→ ABOUT THIS TASK:
Reproduce the records below exactly, leaving their images out.

→ SUPPLIED ENTRIES:
-- Opening Marker --
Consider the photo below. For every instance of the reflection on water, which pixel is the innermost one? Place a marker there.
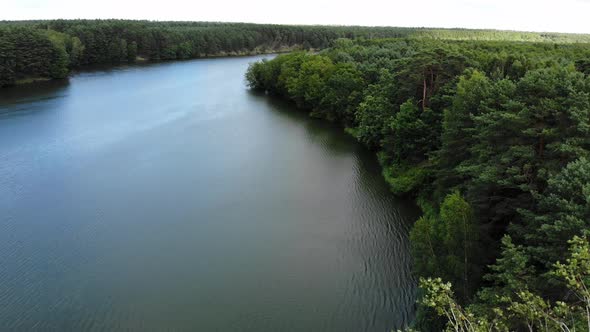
(169, 197)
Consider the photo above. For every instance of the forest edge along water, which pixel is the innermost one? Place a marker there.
(170, 196)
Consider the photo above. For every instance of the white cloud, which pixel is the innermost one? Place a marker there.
(530, 15)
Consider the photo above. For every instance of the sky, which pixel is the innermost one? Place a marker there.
(527, 15)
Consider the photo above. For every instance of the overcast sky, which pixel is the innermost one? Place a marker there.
(530, 15)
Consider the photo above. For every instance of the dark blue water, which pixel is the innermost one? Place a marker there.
(170, 197)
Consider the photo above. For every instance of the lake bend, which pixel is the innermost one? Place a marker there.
(170, 197)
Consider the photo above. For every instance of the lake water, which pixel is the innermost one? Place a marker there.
(169, 197)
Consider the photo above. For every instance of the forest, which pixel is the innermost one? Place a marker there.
(491, 138)
(50, 49)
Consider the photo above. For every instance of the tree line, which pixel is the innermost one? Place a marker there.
(50, 49)
(491, 138)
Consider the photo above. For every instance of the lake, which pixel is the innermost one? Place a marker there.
(169, 197)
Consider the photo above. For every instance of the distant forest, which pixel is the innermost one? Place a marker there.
(50, 49)
(492, 138)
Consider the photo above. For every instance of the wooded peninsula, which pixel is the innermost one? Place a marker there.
(489, 131)
(492, 139)
(31, 50)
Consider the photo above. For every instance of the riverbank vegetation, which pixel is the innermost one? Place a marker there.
(50, 49)
(492, 139)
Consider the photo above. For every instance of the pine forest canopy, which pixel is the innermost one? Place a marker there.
(492, 138)
(49, 49)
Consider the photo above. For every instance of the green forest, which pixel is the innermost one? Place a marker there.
(491, 138)
(50, 49)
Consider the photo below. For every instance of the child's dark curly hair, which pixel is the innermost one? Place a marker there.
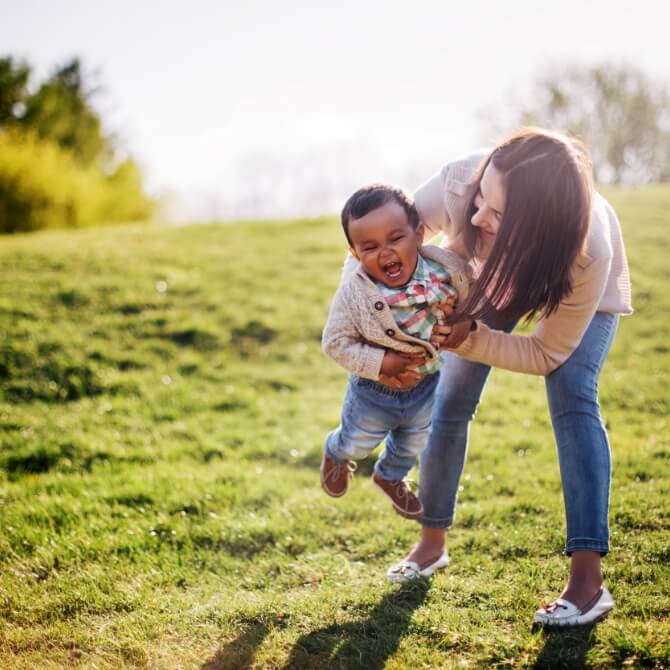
(373, 196)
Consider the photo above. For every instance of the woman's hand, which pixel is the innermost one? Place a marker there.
(398, 369)
(450, 337)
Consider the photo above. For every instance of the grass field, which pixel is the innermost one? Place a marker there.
(163, 401)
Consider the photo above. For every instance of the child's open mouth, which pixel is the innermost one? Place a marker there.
(393, 270)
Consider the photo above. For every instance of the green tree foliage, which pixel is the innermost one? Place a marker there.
(57, 166)
(13, 89)
(60, 111)
(619, 111)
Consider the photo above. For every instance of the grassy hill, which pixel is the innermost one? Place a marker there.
(163, 401)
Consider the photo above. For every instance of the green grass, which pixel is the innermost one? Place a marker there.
(163, 405)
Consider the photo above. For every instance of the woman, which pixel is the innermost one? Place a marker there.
(543, 244)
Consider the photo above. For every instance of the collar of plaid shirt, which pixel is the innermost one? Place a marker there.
(429, 284)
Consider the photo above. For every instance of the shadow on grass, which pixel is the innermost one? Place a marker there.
(565, 648)
(240, 652)
(367, 643)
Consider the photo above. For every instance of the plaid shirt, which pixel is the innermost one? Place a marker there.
(414, 306)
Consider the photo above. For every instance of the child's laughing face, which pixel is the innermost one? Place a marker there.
(386, 244)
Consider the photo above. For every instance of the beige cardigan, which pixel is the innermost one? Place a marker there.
(600, 279)
(361, 327)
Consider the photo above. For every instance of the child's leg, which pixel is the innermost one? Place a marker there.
(407, 440)
(366, 419)
(404, 443)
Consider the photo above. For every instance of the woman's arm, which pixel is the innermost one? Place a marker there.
(429, 200)
(554, 337)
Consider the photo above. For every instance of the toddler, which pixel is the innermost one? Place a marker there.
(378, 329)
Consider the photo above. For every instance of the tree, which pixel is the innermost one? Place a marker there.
(621, 114)
(13, 89)
(60, 110)
(57, 166)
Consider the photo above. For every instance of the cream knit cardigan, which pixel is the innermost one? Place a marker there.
(600, 280)
(360, 324)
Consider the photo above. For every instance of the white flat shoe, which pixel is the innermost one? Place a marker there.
(406, 571)
(564, 613)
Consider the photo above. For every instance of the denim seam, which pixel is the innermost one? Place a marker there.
(443, 522)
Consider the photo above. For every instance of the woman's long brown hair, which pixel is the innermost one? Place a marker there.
(548, 181)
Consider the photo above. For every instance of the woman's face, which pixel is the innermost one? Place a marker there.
(490, 204)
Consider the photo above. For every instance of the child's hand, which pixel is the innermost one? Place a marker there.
(396, 363)
(447, 306)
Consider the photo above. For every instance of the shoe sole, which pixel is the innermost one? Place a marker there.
(575, 624)
(427, 572)
(398, 510)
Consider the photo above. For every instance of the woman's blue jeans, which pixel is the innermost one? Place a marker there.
(581, 438)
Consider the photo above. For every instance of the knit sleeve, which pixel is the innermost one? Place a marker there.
(343, 342)
(553, 339)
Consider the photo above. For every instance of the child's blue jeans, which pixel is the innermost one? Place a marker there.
(581, 438)
(372, 413)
-- Closing Marker --
→ WRITTEN ANSWER:
Consider the photo below. For every instance of the reflection on water, which pixel is the innermost one? Place a marker there.
(169, 197)
Consider the photo above. For every instance of the forest edge along water, which pixel is the innermost one? Place a marker there.
(170, 196)
Consider the photo above. For every instance of the white cloud, which pixel is the innermost one? Place a marker there.
(530, 15)
Consider the photo above. For every instance of the sky, which pixel is the innermost one? Place a marker there.
(527, 15)
Consider the photo above. For every instance of the overcast sky, which pixel is the innermost one? Place a marker there.
(530, 15)
Consider the photo above. For every instance of the dark blue water, which pixel is the innermost one? Place a marker there.
(170, 197)
Consider the photo above. For every instance of the lake bend, which pixel is the innermost one? Place a marker there.
(170, 197)
Consider the photo above. For every instance of the lake water, which pixel is the innermost one? Place a marker there.
(169, 197)
Consider the photo above. For every instance of the forest, which pixel is the innermost one? Place a marker there.
(491, 138)
(50, 49)
Consider the photo above. For every instance of the tree line, which pixel is the innermost one? Place a marker there.
(50, 49)
(491, 138)
Consider the photo above. For every instance of the lake, which pixel is the innermost one? Place a marker there.
(169, 197)
Consider the photo above. For every instance of the distant forest, which pixel is the innermost one? Place a marker there.
(50, 49)
(492, 138)
Consider the photo above. For every instance of the wooded peninsula, which pixel is the innermost one? Place a marker there.
(489, 131)
(492, 139)
(31, 50)
Consider the photo above. For every instance of the riverbank vegetation, which pixel is the innermost one? Place a marker there.
(50, 49)
(492, 139)
Consider the photo above. For every instance of the pine forest canopy, which pixel is the innermost one? Place a marker there.
(492, 138)
(49, 49)
Consider the photo above. For every instance of the green forest, which pixel is the innermost one? Place a marker there.
(491, 138)
(50, 49)
Consider the photo below. For every instance of the child's dark curly hair, which pixel is the innermost one? Place a marker there.
(373, 196)
Consider the photo above. For every instance of the woman's hand, which pixel is the innermost one? Place a marker there.
(398, 369)
(450, 337)
Consider the photo above. For every instance of the grass field, which pixel is the innermost one? Place a marker there.
(163, 401)
Consider the photo above. For every instance of the child's open mouth, which pixel is the innermost one? Place a marker there.
(393, 270)
Consider the photo above. For every instance of the green tree foliage, which pixel is the innermost one? Place a marker there.
(57, 166)
(13, 89)
(60, 111)
(619, 111)
Consider the photo above. For every instance of the grassy hill, which pixel is the innermost one? Place a marker there.
(163, 401)
Consider the photo above. For every instance of the green grass, which pixel is the innermost one? Place a marker there.
(163, 405)
Consider the photo above. For every instance of the woman, which pixel is the innermost one? Place a marker there.
(543, 244)
Consider the photo above. For every instance of the collar of plaid shirt, which pixel is the innermost one? Place a marker there.
(429, 284)
Consider the photo above. For every instance of the shadow on grass, which pixel is the innermost one? Place a marker there.
(565, 648)
(240, 652)
(367, 643)
Consider the photo above. For every instance of the plaid shirt, which pixel is the innermost one? Place a marker there.
(414, 306)
Consider the photo above. For every instance of the child's laughing face, which pixel is the innermost one? Place a marker there.
(386, 244)
Consider the photo above. For every instance of the beige cardigan, which pixel is the innermost one? Place a marker there.
(600, 279)
(361, 327)
Consider the photo above. For every instance of the child's leg, which pixel is the innermost one? Place a marker there.
(407, 440)
(366, 419)
(404, 443)
Consider the photo above. For every instance of the woman's arm, which pixel is the innermost one? Place a marker there.
(429, 200)
(554, 337)
Consider the photo above. For every instance of the toddler, which pixel is the innermost one? Place a marker there.
(378, 329)
Consider the photo above. For every instance of the tree, which pixel is the innermost one? Place a marker there.
(621, 114)
(13, 89)
(60, 110)
(57, 166)
Consider the photo above. For every instance of the cream knit cardigan, which pixel is the innermost one? Place a marker there.
(600, 280)
(360, 324)
Consider the photo above. For every instance of the white flat shoe, which pixel is the innermost one? Place a marker there.
(406, 571)
(564, 613)
Consider the photo above. For every instance of the denim seam, which pixel is the innermost one? Place a marker there.
(443, 522)
Consider the photo above. For every instance of the woman's long brown hair, which pixel is the innermost one? Place a marker there.
(548, 181)
Consider the photo above. For every instance of the woman's face, which pixel is the innermost one? Place a marker there.
(490, 204)
Consider the photo above. For every instance of the child's hand, which pixel is the innermost one? Place a marker there.
(396, 363)
(447, 306)
Consider the photo above. For every instance of the shoe sole, which pixel is the innermost one? Place a marker there.
(575, 624)
(427, 572)
(398, 510)
Consider the photo above. For every instance of the woman's blue jeans, which pixel is the innermost one? Place a marker there.
(581, 438)
Consider the photo above. For every instance of the knit sleeve, which pixel is the innermost one? Place a marker there.
(343, 342)
(553, 339)
Consider the photo above. For every instance of the child's blue jeans, which pixel is the innermost one? Place a marker there.
(581, 438)
(372, 413)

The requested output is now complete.